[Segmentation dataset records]
----------

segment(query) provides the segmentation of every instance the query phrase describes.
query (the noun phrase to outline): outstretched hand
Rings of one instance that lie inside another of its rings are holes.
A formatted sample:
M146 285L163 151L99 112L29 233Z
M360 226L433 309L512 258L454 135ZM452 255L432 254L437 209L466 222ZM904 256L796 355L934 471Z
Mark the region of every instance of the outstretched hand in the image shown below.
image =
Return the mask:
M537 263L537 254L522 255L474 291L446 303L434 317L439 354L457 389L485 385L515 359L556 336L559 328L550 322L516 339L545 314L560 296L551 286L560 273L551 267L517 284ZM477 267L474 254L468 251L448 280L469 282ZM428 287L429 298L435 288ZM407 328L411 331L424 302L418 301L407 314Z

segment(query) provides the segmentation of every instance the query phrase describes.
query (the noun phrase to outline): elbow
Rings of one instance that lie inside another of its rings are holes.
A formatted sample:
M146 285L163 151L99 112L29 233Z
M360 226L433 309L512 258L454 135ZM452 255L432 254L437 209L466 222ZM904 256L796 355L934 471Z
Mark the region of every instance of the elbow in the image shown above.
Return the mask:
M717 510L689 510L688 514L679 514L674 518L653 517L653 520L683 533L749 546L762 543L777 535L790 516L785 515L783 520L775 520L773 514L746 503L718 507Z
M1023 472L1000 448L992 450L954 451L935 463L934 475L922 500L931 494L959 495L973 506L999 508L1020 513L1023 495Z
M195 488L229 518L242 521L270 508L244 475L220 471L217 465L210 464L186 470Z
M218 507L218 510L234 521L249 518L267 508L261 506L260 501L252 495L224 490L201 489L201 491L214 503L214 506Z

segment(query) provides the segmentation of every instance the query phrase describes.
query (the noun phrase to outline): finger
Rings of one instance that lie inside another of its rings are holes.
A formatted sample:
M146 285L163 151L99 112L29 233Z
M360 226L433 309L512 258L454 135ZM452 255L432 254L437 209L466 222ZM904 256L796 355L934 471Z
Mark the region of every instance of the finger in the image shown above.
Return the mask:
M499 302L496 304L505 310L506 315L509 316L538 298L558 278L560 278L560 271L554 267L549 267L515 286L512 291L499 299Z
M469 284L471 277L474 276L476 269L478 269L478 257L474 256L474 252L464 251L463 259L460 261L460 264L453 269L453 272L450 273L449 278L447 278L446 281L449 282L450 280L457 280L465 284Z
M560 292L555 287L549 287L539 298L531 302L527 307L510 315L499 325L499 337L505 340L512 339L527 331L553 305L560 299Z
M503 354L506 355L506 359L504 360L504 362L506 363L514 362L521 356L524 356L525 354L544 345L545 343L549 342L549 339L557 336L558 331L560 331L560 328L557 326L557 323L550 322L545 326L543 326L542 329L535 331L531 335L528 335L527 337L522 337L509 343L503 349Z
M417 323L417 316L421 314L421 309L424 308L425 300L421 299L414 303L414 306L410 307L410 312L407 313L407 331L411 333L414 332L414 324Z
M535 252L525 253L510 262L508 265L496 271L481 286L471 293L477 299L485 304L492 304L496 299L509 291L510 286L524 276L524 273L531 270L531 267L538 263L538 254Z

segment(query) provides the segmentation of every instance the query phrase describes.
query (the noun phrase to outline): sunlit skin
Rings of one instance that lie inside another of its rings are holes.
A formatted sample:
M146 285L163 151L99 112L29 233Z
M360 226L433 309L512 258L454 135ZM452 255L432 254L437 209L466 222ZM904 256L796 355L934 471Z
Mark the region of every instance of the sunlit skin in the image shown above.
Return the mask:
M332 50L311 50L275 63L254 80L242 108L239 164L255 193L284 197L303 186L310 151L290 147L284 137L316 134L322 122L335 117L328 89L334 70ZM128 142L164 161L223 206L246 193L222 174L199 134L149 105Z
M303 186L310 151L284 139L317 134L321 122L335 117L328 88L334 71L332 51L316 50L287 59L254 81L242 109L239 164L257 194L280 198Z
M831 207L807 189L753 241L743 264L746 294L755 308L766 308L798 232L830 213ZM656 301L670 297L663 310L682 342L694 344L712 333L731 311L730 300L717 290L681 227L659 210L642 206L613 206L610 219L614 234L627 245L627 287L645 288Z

----------

WHAT THIS TASK INVOLVES. State how many lines in the data above contain the string "outline", treating uppercase and lowercase as different. Give only the number.

ANSWER BELOW. 4